**EXERCISE BRIEF:**
Repeat exactly the lines of the listing from the line containing "glass in this photo." through its last line, and nothing beyond them.

**PROVIDED INFORMATION:**
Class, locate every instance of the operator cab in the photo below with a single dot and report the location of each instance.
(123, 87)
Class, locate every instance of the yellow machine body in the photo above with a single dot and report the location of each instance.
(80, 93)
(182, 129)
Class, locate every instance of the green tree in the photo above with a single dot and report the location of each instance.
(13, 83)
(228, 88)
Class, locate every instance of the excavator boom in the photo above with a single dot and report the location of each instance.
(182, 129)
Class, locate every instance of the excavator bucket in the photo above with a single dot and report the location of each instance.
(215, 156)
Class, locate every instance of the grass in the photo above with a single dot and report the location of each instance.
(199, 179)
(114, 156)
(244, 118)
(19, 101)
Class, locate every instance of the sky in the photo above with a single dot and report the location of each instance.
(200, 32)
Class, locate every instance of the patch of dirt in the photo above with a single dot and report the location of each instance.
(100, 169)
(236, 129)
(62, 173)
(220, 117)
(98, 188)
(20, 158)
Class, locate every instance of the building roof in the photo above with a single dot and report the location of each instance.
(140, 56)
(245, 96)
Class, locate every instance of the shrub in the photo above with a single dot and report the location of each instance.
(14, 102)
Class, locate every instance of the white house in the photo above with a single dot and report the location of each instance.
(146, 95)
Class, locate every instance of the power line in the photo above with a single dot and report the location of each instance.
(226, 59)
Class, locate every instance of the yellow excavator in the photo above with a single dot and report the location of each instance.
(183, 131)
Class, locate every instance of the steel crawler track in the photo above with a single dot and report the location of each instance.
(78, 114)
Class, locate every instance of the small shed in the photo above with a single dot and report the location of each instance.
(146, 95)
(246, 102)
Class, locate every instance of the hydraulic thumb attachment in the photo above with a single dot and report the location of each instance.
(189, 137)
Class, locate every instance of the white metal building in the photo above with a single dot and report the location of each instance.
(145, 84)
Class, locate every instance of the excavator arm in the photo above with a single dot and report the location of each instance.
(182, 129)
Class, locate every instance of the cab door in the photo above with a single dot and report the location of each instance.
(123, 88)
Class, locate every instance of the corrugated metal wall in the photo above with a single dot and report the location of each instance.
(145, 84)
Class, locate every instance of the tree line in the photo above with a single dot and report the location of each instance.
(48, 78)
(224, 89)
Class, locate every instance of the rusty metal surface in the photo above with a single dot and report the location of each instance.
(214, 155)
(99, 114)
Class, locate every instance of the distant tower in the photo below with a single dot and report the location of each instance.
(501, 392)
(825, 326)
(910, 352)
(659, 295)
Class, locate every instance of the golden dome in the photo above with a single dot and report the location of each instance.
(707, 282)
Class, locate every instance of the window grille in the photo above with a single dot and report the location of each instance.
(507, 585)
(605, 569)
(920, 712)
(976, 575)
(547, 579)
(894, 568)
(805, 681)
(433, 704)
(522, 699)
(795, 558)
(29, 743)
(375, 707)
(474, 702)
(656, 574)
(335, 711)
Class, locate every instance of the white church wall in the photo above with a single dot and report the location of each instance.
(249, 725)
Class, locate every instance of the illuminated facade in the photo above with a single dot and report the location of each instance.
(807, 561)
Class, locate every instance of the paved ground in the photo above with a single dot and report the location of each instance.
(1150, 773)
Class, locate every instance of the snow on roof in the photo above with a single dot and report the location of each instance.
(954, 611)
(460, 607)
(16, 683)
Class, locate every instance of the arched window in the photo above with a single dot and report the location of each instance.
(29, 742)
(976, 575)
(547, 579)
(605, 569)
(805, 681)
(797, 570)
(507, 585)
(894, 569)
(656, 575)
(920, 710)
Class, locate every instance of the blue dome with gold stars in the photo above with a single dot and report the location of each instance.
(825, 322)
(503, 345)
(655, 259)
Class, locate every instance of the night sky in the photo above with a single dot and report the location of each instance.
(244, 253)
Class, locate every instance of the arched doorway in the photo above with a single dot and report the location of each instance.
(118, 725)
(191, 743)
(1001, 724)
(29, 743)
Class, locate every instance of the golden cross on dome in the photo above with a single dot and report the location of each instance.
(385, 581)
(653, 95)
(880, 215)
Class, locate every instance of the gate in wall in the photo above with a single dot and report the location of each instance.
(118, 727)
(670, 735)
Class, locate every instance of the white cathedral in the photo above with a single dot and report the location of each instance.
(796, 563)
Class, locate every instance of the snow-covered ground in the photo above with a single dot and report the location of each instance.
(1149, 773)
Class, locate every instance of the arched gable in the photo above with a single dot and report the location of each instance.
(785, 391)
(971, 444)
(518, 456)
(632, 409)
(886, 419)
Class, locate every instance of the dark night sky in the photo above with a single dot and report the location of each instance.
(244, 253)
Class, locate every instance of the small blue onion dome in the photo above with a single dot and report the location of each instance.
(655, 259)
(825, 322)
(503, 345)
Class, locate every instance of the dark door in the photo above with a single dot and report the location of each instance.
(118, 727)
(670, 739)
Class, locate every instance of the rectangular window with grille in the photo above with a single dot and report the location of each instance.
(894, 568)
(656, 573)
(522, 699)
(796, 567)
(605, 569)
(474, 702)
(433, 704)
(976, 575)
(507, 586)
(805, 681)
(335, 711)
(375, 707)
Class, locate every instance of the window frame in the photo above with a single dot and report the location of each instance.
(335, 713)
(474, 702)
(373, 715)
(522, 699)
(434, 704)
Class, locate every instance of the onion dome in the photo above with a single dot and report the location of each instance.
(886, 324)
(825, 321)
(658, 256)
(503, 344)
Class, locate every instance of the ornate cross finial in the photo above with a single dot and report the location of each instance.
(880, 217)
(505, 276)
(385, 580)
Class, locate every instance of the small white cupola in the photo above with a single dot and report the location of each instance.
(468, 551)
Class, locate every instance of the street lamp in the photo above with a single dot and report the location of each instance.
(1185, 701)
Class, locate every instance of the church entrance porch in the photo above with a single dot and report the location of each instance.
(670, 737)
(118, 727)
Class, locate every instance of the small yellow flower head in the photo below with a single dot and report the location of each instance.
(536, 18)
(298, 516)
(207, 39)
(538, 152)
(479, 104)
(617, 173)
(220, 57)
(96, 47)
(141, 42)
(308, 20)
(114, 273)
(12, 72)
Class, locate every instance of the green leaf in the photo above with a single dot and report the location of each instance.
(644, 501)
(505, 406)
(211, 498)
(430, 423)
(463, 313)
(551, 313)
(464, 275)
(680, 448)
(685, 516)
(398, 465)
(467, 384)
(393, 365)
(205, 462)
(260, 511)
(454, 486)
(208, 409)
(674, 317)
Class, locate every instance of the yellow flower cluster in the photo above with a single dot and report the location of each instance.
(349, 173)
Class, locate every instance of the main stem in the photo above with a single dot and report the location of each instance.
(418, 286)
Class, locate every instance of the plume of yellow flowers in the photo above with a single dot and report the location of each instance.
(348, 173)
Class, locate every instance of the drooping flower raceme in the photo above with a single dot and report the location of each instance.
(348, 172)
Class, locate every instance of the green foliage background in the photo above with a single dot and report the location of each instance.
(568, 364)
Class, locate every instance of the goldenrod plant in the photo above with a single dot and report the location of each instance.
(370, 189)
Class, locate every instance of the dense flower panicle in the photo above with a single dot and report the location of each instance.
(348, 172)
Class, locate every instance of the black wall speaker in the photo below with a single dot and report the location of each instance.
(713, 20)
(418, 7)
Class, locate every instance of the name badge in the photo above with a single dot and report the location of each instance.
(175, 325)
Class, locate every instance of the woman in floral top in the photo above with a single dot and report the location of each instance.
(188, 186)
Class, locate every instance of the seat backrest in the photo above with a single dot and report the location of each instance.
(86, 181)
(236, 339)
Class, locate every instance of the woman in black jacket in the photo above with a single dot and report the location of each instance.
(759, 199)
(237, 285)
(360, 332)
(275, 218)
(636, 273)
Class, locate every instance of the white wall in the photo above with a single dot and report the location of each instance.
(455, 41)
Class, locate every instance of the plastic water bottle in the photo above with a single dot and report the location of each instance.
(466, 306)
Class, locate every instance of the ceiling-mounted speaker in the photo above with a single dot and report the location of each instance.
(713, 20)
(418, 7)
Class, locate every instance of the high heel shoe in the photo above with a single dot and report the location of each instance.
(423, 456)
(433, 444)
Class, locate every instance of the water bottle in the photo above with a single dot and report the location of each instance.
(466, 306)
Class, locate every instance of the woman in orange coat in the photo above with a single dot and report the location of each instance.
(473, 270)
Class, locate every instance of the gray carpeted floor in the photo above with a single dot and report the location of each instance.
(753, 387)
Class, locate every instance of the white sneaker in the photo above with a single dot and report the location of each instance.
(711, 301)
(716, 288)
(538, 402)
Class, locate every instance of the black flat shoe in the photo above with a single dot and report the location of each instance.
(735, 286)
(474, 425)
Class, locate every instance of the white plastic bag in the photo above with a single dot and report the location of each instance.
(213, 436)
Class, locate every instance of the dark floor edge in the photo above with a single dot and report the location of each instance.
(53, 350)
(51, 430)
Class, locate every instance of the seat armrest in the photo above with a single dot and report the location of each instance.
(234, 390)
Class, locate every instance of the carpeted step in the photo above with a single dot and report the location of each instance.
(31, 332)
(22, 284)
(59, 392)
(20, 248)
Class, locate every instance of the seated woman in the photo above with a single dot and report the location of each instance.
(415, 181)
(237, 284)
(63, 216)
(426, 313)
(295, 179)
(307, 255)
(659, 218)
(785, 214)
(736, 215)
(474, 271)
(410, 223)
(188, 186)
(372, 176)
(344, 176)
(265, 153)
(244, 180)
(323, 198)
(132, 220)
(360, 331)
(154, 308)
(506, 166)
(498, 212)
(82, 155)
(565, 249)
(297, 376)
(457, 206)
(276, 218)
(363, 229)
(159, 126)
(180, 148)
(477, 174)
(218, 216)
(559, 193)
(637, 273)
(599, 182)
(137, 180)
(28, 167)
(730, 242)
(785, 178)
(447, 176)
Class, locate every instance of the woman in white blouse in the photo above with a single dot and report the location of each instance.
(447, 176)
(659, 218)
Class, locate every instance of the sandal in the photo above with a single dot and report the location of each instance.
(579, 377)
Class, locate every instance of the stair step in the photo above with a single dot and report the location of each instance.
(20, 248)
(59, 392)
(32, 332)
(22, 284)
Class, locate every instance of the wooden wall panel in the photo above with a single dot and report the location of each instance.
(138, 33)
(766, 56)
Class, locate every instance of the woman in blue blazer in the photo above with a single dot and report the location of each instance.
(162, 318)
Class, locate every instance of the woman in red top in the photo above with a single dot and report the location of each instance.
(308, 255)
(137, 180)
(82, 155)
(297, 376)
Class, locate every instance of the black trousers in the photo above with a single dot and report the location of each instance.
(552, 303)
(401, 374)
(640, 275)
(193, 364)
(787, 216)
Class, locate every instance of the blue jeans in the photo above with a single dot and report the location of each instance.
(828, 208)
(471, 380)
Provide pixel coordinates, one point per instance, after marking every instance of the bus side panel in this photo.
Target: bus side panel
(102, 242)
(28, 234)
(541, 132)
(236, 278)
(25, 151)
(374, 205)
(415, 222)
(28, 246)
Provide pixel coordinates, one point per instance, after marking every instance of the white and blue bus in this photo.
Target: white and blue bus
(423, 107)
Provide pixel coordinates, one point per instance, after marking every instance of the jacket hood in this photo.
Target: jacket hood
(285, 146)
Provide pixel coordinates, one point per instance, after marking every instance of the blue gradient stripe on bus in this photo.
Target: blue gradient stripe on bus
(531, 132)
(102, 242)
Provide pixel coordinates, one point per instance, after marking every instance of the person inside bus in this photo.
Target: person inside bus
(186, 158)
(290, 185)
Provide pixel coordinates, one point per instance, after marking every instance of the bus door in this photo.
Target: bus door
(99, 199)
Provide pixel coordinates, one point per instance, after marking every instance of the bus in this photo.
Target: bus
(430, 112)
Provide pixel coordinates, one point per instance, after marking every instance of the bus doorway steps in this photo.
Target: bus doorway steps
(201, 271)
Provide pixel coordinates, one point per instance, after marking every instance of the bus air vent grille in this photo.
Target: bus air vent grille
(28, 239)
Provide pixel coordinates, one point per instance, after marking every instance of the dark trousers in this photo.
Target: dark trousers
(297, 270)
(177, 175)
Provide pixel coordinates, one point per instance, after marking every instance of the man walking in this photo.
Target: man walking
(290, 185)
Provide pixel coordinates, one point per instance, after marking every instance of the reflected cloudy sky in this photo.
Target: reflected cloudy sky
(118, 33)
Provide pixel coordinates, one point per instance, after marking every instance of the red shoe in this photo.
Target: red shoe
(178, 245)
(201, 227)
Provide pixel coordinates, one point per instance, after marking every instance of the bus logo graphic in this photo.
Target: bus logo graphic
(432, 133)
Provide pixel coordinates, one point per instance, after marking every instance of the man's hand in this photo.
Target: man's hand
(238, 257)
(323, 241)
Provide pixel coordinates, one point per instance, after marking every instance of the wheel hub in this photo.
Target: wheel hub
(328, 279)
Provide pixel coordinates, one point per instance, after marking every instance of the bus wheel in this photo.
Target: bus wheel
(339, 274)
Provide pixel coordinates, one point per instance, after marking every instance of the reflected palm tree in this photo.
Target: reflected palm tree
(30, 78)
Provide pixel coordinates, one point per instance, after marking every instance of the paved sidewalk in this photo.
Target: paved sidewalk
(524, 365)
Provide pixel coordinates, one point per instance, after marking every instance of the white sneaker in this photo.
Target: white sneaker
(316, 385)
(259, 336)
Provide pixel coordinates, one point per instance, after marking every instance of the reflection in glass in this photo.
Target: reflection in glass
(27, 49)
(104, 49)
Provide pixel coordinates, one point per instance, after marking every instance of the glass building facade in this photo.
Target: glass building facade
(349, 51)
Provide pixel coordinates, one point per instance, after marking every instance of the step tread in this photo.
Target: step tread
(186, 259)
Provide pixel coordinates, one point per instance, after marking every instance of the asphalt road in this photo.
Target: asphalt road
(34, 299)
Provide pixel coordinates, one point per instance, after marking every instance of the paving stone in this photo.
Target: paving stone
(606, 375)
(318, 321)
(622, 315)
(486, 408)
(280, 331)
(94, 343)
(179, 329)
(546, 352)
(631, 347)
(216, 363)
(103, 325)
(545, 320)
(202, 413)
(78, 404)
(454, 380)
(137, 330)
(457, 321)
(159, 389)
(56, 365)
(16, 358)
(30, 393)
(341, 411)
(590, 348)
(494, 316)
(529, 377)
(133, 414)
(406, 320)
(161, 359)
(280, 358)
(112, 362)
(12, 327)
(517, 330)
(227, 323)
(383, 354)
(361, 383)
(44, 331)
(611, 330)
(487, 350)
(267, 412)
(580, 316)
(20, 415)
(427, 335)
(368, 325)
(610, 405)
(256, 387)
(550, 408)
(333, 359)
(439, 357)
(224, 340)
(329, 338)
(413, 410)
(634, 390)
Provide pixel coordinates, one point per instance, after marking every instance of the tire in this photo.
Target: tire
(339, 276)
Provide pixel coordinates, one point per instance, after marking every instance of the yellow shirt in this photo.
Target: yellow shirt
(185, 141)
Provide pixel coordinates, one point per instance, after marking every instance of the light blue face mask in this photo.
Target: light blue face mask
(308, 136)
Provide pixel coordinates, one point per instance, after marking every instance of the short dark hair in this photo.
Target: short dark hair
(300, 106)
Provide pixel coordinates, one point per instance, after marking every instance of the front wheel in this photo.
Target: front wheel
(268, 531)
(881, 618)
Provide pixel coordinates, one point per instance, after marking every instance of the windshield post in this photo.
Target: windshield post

**FINISHED EXERCISE:**
Provide pixel coordinates, one point per instance, after marking every instance of the reflection in glass in this photo.
Target: reflection in glass
(27, 49)
(104, 49)
Provide pixel coordinates, one point per instance, after marking every instance of the glass building facade in this photo.
Target: glass building facade
(349, 51)
Provide pixel coordinates, one point per instance, after marking every instance of the step tread in this photo.
Target: step tread
(186, 259)
Provide pixel coordinates, one point per instance, after marking every instance of the asphalt road in this photo.
Target: asphalt road
(34, 299)
Provide pixel coordinates, one point per instance, after marking every instance of the paving stone in this photo.
Target: paving stone
(606, 375)
(318, 321)
(622, 315)
(486, 408)
(280, 331)
(94, 343)
(179, 329)
(546, 352)
(631, 347)
(216, 363)
(103, 325)
(545, 320)
(202, 413)
(78, 404)
(454, 380)
(137, 330)
(457, 321)
(159, 389)
(56, 365)
(16, 358)
(30, 393)
(341, 411)
(590, 348)
(494, 316)
(529, 377)
(133, 414)
(406, 320)
(161, 359)
(280, 358)
(112, 362)
(12, 327)
(517, 330)
(227, 323)
(383, 354)
(361, 383)
(44, 331)
(611, 330)
(487, 350)
(267, 412)
(580, 316)
(20, 415)
(427, 335)
(368, 325)
(610, 405)
(256, 387)
(550, 408)
(333, 359)
(439, 357)
(224, 340)
(329, 338)
(413, 410)
(634, 390)
Provide pixel coordinates, one point per instance, after marking every instance of the tire in this photo.
Target: tire
(339, 276)
Provide pixel coordinates, one point per instance, after marking every instance of the yellow shirt in this photo.
Target: yellow shirt
(185, 141)
Provide pixel coordinates, one point per instance, after marking every instance of the light blue face mask in this photo.
Target: light blue face mask
(308, 136)
Provide pixel coordinates, one point per instance, after marking every instance of the short dark hair in this photo.
Target: short dark hair
(300, 106)
Provide pixel coordinates, one point per instance, after marking every instance of the front wheel in this photo.
Target: front wheel
(268, 531)
(881, 618)
Provide pixel coordinates, one point per instance, after marking every instance of the windshield post in this photo.
Target: windshield post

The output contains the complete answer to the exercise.